— start Reading text —

The dispute has its roots in the late 1800s when South Dakota’s waters were first surveyed. The survey included lines around lakes and other bodies of water greater than 40 acres that were considered meandered bodies. Water bodies that didn’t meet the requirements were noted on the survey without lines around them, classifying them as non-meandered.

By law, the state owned the land under meandered bodies but private landowners owned title to land under non-meandered bodies, the conclusion being that non-meandered bodies of water were temporary and the land might be suitable for agriculture.

In 2004, the court ruled that all waters belonged to the public. But even so, the ruling stipulated that it was up to the Legislature to decide whether non-meandered bodies of water served a beneficial use to the public.

In the latest ruling, the court noted that the Legislature had considered the issue three times since the 2004 ruling but had not voted to make non-meandered waters open to the public. The ruling also forbids GF&P from facilitating access to the public on waters and ice over private property.

“We’re pleased that the South Dakota Supreme Court has reaffirmed that only the Legislature can authorize hunting and fishing on private flooded lands, and the Legislature has not done so,” said Ron Parsons, who with Jack Hieb represented the landowners. “This is a victory for farmers and landowners, private property rights, and our constitutional separation of powers.”

— end Reading text —
— start Given records —

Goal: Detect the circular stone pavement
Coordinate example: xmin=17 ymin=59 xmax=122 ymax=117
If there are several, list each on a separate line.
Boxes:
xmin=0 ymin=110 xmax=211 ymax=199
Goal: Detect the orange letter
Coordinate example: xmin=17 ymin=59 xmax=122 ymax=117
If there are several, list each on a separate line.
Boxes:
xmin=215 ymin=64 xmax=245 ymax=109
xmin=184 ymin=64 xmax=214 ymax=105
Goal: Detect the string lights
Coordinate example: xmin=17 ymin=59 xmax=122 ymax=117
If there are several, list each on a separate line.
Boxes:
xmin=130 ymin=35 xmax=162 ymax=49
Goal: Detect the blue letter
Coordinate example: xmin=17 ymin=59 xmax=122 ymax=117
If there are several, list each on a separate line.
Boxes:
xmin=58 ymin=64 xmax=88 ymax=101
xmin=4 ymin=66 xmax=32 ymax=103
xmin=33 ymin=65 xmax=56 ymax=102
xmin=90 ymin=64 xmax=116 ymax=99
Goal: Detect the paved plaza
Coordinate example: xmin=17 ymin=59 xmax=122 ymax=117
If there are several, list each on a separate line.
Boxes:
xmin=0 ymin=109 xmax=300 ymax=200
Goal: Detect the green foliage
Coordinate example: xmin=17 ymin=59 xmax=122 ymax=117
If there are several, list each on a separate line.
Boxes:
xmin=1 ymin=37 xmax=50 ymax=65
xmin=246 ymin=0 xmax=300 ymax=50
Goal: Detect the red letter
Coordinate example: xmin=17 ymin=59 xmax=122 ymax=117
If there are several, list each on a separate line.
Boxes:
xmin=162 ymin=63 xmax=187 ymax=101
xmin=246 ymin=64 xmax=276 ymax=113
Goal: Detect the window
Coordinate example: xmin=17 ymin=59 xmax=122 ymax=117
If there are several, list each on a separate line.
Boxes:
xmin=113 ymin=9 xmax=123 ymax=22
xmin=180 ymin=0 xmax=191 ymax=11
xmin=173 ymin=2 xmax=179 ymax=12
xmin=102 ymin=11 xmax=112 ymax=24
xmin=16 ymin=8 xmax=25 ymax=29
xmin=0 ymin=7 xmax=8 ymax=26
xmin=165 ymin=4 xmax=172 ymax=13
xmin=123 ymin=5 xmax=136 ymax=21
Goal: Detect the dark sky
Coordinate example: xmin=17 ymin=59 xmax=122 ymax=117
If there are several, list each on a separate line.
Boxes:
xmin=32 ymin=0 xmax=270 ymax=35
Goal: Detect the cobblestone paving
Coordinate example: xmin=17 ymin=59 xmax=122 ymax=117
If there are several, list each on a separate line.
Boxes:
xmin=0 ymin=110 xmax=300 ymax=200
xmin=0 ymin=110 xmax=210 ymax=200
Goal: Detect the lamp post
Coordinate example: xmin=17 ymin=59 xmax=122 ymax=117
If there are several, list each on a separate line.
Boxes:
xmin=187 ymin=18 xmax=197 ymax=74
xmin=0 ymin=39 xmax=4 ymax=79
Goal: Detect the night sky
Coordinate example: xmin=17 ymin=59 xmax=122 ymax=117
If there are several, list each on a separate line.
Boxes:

— end Given records —

◆ **Problem statement**: Return the whole text about the South Dakota dispute over non-meandered waters word for word.

◆ **Solution**:
The dispute has its roots in the late 1800s when South Dakota’s waters were first surveyed. The survey included lines around lakes and other bodies of water greater than 40 acres that were considered meandered bodies. Water bodies that didn’t meet the requirements were noted on the survey without lines around them, classifying them as non-meandered.

By law, the state owned the land under meandered bodies but private landowners owned title to land under non-meandered bodies, the conclusion being that non-meandered bodies of water were temporary and the land might be suitable for agriculture.

In 2004, the court ruled that all waters belonged to the public. But even so, the ruling stipulated that it was up to the Legislature to decide whether non-meandered bodies of water served a beneficial use to the public.

In the latest ruling, the court noted that the Legislature had considered the issue three times since the 2004 ruling but had not voted to make non-meandered waters open to the public. The ruling also forbids GF&P from facilitating access to the public on waters and ice over private property.

“We’re pleased that the South Dakota Supreme Court has reaffirmed that only the Legislature can authorize hunting and fishing on private flooded lands, and the Legislature has not done so,” said Ron Parsons, who with Jack Hieb represented the landowners. “This is a victory for farmers and landowners, private property rights, and our constitutional separation of powers.”